할 일
아래 항목에서 "post"라는 문자열이 들어 있는 줄을 빠짐없이 모아 옮겨 적으세요. 대소문자는 구별합니다.

데이터 발췌
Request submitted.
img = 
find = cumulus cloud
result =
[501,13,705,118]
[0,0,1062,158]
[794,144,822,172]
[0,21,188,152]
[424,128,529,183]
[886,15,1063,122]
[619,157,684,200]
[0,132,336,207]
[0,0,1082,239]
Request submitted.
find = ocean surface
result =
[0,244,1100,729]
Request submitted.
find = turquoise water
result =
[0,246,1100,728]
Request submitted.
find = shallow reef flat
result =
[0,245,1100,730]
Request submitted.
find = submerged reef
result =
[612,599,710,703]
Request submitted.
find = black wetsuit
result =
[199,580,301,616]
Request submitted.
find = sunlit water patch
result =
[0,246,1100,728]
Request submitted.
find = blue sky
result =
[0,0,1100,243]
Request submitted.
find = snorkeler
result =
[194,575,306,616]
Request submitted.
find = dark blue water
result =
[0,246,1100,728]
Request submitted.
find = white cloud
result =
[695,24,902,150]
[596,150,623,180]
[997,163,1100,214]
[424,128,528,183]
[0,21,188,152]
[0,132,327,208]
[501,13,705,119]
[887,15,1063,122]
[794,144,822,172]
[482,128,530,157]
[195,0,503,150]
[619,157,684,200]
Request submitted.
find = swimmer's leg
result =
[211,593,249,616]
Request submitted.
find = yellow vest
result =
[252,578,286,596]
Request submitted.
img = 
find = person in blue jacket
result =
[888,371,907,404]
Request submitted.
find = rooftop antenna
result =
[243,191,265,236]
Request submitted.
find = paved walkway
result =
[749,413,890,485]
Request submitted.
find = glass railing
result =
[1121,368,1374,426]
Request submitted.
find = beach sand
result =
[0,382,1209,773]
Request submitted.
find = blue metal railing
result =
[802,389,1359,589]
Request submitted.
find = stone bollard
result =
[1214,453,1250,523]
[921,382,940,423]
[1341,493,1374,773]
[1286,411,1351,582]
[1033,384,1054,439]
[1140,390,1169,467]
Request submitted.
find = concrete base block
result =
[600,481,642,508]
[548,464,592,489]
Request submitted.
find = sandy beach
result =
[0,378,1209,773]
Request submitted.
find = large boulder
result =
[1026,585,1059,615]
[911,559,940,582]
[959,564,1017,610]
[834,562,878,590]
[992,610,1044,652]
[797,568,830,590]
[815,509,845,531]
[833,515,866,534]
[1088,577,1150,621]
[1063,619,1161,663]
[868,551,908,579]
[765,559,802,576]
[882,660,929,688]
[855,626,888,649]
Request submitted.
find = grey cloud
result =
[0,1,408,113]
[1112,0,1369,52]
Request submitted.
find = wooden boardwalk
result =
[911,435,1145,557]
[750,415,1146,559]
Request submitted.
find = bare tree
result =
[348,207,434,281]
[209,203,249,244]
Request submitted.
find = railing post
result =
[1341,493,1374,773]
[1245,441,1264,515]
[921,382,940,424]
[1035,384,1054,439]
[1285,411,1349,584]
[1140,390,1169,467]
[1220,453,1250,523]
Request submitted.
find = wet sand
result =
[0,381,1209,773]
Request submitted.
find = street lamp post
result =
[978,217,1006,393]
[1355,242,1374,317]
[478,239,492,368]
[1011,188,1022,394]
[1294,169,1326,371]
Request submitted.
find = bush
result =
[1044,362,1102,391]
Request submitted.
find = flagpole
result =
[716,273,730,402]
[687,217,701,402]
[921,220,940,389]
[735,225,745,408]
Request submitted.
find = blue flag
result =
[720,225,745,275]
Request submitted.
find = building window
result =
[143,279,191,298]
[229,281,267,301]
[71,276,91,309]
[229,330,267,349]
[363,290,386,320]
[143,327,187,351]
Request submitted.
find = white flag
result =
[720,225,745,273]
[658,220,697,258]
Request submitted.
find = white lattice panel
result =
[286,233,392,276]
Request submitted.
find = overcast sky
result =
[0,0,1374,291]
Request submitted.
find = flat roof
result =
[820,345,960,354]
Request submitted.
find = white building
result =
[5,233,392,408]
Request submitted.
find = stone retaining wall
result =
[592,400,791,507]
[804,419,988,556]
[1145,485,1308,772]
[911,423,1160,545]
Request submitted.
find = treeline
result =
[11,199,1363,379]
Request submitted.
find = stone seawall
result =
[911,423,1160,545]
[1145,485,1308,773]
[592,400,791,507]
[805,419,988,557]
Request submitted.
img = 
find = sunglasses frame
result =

정답
find = railing post
find = street lamp post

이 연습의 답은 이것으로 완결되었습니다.